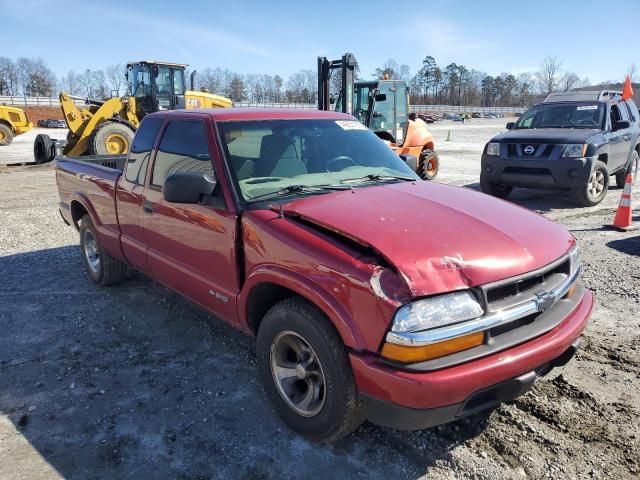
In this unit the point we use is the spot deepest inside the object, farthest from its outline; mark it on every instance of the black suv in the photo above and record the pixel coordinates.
(572, 140)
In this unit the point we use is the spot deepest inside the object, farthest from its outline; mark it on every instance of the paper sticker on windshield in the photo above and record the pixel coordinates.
(350, 125)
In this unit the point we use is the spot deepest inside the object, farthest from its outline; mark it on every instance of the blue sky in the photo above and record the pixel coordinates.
(597, 40)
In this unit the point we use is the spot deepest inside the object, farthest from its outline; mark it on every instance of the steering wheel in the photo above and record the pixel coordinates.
(344, 159)
(259, 180)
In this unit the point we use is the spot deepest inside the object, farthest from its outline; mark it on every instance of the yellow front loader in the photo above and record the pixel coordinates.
(13, 121)
(107, 127)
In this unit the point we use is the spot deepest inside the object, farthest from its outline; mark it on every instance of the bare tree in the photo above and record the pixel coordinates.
(8, 77)
(548, 76)
(115, 77)
(70, 83)
(569, 81)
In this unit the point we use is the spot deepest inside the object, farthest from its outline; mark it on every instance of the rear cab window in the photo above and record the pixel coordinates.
(183, 148)
(136, 168)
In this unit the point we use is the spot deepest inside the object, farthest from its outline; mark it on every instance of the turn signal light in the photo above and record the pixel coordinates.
(414, 354)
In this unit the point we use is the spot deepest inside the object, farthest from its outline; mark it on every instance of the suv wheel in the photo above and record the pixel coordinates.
(632, 169)
(494, 189)
(596, 187)
(306, 372)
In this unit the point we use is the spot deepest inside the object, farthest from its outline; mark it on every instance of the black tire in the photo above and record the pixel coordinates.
(632, 169)
(341, 411)
(103, 269)
(429, 165)
(594, 191)
(6, 135)
(494, 189)
(43, 150)
(111, 138)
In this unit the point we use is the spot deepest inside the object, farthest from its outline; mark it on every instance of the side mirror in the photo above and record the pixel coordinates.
(621, 125)
(410, 160)
(188, 187)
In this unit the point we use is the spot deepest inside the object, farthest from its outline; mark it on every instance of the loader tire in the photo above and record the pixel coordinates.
(6, 135)
(111, 138)
(43, 150)
(428, 165)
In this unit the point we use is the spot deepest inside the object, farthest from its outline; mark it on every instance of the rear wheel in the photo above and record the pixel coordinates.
(111, 138)
(596, 187)
(6, 135)
(428, 165)
(632, 169)
(494, 189)
(306, 372)
(100, 265)
(43, 151)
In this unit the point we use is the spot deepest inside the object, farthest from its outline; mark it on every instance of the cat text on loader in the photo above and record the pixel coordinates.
(106, 127)
(383, 106)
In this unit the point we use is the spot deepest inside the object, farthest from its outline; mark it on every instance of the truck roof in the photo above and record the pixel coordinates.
(227, 114)
(582, 96)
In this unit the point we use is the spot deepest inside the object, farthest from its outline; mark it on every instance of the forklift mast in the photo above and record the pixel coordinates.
(347, 65)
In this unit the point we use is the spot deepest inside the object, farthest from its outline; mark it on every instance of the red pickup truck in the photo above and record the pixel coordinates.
(372, 294)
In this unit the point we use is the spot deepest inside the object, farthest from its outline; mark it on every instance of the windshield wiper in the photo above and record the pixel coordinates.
(376, 177)
(294, 189)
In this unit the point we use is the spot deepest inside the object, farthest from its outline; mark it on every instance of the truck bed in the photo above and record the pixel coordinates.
(89, 182)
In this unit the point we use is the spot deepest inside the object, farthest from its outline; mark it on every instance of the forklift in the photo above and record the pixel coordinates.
(383, 107)
(107, 127)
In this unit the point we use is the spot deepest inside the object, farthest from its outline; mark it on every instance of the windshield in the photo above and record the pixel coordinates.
(140, 80)
(562, 115)
(274, 156)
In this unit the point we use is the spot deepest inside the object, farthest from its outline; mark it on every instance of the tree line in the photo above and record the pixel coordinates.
(453, 84)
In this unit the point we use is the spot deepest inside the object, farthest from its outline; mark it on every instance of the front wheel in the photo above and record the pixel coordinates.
(111, 138)
(596, 187)
(621, 177)
(494, 189)
(306, 372)
(428, 165)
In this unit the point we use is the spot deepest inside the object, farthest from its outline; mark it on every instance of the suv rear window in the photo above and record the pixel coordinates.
(563, 115)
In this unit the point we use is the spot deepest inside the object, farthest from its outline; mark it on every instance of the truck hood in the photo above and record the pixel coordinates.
(439, 238)
(547, 135)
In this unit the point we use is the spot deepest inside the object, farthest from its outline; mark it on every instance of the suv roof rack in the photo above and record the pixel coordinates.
(583, 96)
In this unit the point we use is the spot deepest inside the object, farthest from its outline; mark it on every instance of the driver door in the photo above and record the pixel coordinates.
(191, 247)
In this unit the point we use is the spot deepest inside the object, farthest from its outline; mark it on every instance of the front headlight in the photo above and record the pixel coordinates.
(436, 312)
(493, 148)
(574, 150)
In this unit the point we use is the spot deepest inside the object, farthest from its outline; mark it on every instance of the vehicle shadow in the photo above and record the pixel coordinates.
(630, 246)
(134, 381)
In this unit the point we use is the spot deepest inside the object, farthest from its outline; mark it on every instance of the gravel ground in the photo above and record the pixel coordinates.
(133, 381)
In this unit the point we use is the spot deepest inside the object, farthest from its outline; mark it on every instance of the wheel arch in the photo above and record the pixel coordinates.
(267, 286)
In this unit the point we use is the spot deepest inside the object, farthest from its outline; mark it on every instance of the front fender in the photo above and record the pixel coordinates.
(313, 292)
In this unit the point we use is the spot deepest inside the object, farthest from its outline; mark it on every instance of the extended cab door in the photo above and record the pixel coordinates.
(191, 247)
(130, 194)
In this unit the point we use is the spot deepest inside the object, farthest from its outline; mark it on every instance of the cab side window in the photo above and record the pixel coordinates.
(138, 160)
(183, 148)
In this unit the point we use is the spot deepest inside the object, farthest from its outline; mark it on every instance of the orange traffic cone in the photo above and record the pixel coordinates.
(623, 215)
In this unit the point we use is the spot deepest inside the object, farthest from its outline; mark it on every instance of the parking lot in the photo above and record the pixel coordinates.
(134, 381)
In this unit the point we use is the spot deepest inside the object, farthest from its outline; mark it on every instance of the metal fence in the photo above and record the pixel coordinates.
(54, 102)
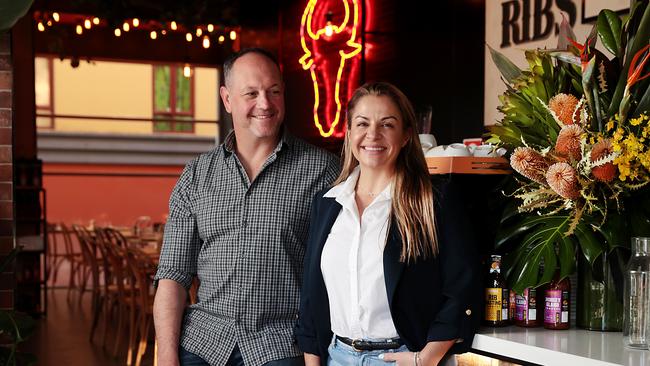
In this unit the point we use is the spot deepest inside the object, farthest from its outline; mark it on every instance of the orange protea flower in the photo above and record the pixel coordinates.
(563, 105)
(563, 180)
(607, 171)
(568, 142)
(529, 163)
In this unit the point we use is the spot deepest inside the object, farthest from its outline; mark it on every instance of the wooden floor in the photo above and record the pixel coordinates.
(62, 337)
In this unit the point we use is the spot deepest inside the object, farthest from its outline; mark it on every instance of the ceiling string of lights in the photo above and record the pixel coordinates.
(84, 23)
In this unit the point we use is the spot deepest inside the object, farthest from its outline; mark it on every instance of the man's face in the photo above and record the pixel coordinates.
(254, 95)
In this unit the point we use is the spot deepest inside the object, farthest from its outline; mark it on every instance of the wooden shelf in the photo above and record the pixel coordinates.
(467, 165)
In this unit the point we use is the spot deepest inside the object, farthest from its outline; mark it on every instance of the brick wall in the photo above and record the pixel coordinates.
(7, 280)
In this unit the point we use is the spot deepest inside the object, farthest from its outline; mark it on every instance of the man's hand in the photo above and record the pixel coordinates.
(168, 308)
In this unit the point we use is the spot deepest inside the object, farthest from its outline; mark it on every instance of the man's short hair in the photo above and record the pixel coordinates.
(230, 61)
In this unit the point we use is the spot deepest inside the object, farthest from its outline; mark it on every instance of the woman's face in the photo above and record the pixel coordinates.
(376, 133)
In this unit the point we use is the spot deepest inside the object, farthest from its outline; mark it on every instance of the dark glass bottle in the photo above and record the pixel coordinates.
(526, 308)
(556, 303)
(496, 295)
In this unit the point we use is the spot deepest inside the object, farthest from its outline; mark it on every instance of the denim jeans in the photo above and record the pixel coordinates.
(340, 354)
(190, 359)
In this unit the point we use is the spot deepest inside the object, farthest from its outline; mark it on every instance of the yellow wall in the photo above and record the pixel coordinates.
(119, 89)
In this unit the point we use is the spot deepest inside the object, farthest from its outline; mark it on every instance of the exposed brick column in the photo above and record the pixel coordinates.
(7, 279)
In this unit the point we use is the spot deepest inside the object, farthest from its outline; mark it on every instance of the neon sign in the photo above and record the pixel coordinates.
(328, 45)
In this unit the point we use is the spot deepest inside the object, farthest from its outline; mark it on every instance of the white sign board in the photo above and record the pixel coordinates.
(512, 26)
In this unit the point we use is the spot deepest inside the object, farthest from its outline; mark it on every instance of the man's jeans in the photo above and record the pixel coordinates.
(190, 359)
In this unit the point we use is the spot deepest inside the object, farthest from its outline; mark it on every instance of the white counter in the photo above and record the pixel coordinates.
(574, 347)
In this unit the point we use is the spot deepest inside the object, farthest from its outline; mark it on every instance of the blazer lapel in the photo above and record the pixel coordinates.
(393, 268)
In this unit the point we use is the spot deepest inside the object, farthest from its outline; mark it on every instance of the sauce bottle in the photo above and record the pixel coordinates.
(556, 303)
(496, 295)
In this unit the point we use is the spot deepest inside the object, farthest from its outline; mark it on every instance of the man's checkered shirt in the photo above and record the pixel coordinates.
(245, 242)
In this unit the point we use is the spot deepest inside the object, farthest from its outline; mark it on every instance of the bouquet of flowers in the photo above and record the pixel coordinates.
(578, 125)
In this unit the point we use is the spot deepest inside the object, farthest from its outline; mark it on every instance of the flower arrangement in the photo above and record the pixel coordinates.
(577, 124)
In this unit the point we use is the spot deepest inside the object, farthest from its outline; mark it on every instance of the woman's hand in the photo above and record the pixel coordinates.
(431, 355)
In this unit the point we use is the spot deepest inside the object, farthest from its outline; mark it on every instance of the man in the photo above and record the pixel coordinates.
(238, 220)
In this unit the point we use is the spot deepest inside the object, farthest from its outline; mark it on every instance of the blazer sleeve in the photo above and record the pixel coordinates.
(304, 330)
(459, 270)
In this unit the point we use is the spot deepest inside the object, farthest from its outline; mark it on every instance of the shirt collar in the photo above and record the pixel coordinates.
(344, 191)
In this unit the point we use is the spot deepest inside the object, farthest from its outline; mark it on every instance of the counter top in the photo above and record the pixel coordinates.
(575, 347)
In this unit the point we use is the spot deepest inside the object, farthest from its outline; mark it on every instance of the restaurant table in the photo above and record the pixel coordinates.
(575, 347)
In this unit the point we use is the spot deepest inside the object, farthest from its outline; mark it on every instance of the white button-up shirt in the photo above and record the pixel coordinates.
(352, 265)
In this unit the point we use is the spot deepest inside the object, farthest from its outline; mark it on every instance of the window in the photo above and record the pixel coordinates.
(173, 99)
(43, 70)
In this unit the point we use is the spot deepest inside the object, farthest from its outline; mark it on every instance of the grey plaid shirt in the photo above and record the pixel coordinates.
(245, 242)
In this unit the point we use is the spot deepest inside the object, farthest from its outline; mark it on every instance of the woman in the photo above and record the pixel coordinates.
(384, 281)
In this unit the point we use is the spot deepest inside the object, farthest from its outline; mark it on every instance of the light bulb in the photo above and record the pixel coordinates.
(328, 29)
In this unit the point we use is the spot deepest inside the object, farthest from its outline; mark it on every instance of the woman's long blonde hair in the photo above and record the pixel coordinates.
(412, 203)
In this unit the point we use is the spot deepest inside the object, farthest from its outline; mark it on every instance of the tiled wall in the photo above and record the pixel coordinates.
(7, 279)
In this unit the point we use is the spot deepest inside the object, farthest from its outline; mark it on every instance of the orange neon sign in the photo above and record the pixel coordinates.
(328, 45)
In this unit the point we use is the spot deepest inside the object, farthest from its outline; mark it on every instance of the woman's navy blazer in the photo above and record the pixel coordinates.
(431, 300)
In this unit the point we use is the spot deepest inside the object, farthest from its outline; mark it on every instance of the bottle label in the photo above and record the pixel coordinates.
(553, 310)
(521, 308)
(493, 300)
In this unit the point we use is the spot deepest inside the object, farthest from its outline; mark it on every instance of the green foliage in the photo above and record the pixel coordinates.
(14, 329)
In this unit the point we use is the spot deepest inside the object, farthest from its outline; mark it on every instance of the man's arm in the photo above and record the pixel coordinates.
(168, 308)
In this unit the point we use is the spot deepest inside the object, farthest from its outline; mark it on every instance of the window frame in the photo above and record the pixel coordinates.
(172, 114)
(48, 109)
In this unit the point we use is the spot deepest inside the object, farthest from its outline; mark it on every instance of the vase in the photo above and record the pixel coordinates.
(600, 293)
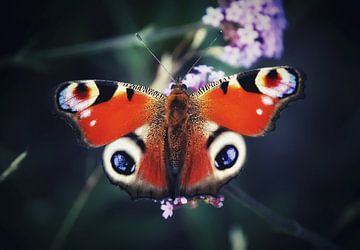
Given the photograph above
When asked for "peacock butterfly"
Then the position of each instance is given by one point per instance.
(159, 146)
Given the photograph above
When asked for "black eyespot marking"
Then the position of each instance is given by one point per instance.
(106, 92)
(273, 74)
(215, 134)
(81, 90)
(123, 163)
(226, 158)
(129, 93)
(224, 86)
(138, 141)
(247, 81)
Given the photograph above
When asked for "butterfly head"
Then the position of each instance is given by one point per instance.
(178, 88)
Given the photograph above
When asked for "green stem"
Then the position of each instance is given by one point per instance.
(13, 166)
(75, 210)
(285, 225)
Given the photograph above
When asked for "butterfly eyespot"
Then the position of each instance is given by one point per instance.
(123, 163)
(226, 158)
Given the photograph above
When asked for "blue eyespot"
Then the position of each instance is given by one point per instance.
(226, 158)
(123, 163)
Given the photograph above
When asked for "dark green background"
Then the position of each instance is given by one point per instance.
(308, 169)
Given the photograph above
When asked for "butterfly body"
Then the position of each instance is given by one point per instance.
(159, 146)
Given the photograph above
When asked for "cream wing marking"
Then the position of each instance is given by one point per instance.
(227, 152)
(76, 96)
(279, 82)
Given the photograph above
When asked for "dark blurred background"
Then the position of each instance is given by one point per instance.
(307, 169)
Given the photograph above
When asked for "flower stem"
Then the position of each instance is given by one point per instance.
(13, 166)
(119, 42)
(285, 225)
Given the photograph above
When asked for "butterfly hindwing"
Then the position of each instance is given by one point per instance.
(129, 120)
(242, 104)
(136, 162)
(247, 103)
(215, 156)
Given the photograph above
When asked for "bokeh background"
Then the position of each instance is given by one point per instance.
(307, 169)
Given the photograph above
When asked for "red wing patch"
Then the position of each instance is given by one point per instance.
(247, 103)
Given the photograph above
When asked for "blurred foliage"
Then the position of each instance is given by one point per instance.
(308, 169)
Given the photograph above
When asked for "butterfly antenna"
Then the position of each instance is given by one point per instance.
(197, 60)
(162, 65)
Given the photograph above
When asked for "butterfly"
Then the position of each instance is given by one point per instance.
(183, 144)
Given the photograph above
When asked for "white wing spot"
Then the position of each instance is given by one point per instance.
(259, 111)
(267, 100)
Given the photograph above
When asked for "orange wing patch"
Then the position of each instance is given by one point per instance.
(248, 103)
(104, 110)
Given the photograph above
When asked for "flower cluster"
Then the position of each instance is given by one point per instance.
(253, 28)
(203, 74)
(200, 76)
(169, 205)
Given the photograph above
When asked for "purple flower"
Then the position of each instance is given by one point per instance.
(168, 210)
(201, 75)
(253, 29)
(213, 16)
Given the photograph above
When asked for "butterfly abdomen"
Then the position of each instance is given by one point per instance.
(177, 118)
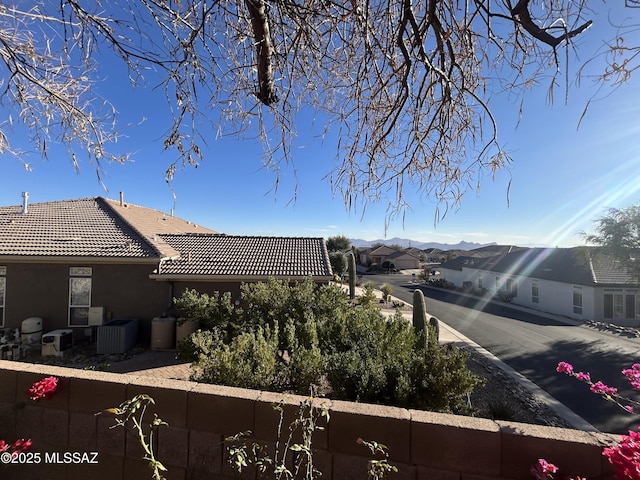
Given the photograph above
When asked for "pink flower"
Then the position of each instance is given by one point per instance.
(21, 445)
(16, 447)
(625, 457)
(600, 387)
(543, 469)
(564, 367)
(585, 377)
(43, 389)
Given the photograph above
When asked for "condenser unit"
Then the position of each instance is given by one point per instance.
(57, 342)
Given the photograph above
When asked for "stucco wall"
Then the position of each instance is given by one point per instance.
(423, 445)
(42, 290)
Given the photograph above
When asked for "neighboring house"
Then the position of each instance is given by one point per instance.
(401, 259)
(570, 282)
(77, 262)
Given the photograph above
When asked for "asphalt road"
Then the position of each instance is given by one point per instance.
(533, 345)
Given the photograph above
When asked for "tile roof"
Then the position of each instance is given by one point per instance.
(567, 265)
(247, 256)
(88, 227)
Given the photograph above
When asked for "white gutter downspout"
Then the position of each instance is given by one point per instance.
(25, 202)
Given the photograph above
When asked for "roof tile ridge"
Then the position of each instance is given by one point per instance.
(111, 209)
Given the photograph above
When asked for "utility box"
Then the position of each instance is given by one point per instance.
(57, 342)
(117, 336)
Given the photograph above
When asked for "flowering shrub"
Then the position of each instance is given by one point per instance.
(16, 447)
(43, 389)
(544, 470)
(607, 392)
(625, 456)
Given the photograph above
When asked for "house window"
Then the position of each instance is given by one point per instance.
(535, 293)
(79, 295)
(577, 302)
(3, 289)
(630, 307)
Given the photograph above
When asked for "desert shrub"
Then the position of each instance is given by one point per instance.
(215, 311)
(441, 283)
(280, 306)
(374, 359)
(298, 335)
(305, 368)
(368, 296)
(249, 361)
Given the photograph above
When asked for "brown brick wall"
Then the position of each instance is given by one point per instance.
(423, 445)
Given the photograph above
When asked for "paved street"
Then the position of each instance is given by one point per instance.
(533, 345)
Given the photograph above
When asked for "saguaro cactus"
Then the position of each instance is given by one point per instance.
(419, 311)
(352, 276)
(435, 324)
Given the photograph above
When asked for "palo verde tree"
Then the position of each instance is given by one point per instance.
(617, 234)
(405, 85)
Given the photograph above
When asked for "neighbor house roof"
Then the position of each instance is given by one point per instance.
(88, 227)
(245, 257)
(567, 265)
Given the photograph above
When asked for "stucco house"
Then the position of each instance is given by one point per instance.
(76, 263)
(401, 259)
(571, 282)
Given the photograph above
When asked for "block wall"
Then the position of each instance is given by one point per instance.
(423, 445)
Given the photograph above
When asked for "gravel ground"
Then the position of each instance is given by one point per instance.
(503, 398)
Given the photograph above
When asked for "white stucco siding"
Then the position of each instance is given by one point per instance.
(457, 277)
(556, 298)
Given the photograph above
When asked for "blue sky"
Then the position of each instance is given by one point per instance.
(562, 177)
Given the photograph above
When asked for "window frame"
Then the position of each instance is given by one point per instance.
(535, 292)
(3, 293)
(79, 276)
(577, 301)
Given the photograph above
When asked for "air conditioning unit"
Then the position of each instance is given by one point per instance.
(56, 342)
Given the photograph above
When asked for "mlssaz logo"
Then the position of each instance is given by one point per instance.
(71, 457)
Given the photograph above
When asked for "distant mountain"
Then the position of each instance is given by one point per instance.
(405, 242)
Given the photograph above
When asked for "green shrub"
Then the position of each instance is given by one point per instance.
(215, 311)
(298, 335)
(373, 359)
(249, 361)
(368, 296)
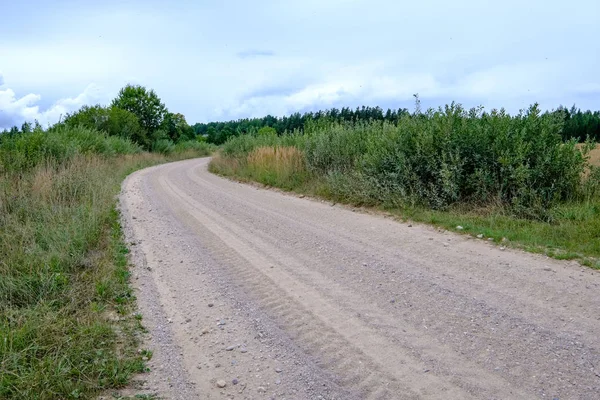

__Written task__. List every line of the material that contains the word "jeans".

__Task response__.
In this unit the point we use is the spot deepest inside the object, farthest from its outline; mark it on every instance of the denim jeans in the photo above and record the pixel coordinates.
In this unit the point we use is the spot deepest inside the object, farthest from its outline; mark it on every instance of the man's jeans in the photo above and record the pixel coordinates.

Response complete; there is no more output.